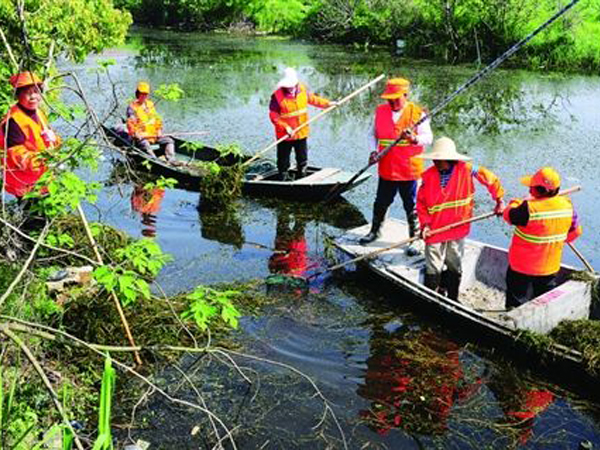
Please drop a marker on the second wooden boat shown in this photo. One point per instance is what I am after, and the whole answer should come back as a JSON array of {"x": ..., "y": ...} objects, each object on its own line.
[{"x": 261, "y": 178}]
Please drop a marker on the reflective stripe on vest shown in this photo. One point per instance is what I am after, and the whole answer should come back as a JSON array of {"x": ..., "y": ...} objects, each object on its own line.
[
  {"x": 541, "y": 239},
  {"x": 559, "y": 213},
  {"x": 453, "y": 204},
  {"x": 536, "y": 248},
  {"x": 294, "y": 113},
  {"x": 401, "y": 162},
  {"x": 382, "y": 143}
]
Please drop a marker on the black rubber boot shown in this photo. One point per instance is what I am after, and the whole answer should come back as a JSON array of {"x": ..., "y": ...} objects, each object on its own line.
[
  {"x": 432, "y": 281},
  {"x": 413, "y": 230},
  {"x": 301, "y": 173},
  {"x": 378, "y": 218},
  {"x": 452, "y": 282}
]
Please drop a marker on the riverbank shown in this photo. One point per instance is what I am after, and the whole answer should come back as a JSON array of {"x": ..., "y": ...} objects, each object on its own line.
[{"x": 450, "y": 33}]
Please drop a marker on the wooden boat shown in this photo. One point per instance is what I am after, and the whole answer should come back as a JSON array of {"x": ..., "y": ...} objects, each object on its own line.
[
  {"x": 261, "y": 178},
  {"x": 481, "y": 302}
]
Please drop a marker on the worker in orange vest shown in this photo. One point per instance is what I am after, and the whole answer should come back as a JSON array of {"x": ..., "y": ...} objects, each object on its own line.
[
  {"x": 446, "y": 197},
  {"x": 26, "y": 135},
  {"x": 288, "y": 110},
  {"x": 400, "y": 169},
  {"x": 144, "y": 124},
  {"x": 543, "y": 225}
]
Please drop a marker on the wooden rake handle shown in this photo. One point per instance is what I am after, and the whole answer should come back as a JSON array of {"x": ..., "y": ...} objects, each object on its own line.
[{"x": 311, "y": 120}]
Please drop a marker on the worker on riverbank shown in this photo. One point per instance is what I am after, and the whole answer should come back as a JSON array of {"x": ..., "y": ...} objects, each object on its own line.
[
  {"x": 288, "y": 110},
  {"x": 144, "y": 124},
  {"x": 446, "y": 197},
  {"x": 26, "y": 135},
  {"x": 400, "y": 169},
  {"x": 543, "y": 224}
]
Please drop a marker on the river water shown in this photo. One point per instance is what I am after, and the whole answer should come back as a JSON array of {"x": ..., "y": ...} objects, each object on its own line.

########################################

Your task »
Write out exactly the lines of the entries above that run from the line containing "Please drop a marker on the wooden rake" through the last line, including both.

Task result »
Please drop a marker on the wooden rake handle shown in this photo. One point per instance is what I am after, and the whole answer should come back as a JSON array of {"x": ..., "y": ...} objects, each object on its own line.
[{"x": 311, "y": 120}]
Please drop a marker on the worker on riverbank shown in this photo. One point per instance is what I am after, and the whole answer should come back as a JSON array of {"x": ..., "y": ...} objects, each object on its own line.
[
  {"x": 288, "y": 110},
  {"x": 144, "y": 124},
  {"x": 446, "y": 197},
  {"x": 26, "y": 135},
  {"x": 400, "y": 169},
  {"x": 543, "y": 224}
]
Please drop a marker on the river water shown in this photo. One point per instance is what I am after, and the whole answer should come back as a JSON array of {"x": ..., "y": ...} objects, each object on its own line.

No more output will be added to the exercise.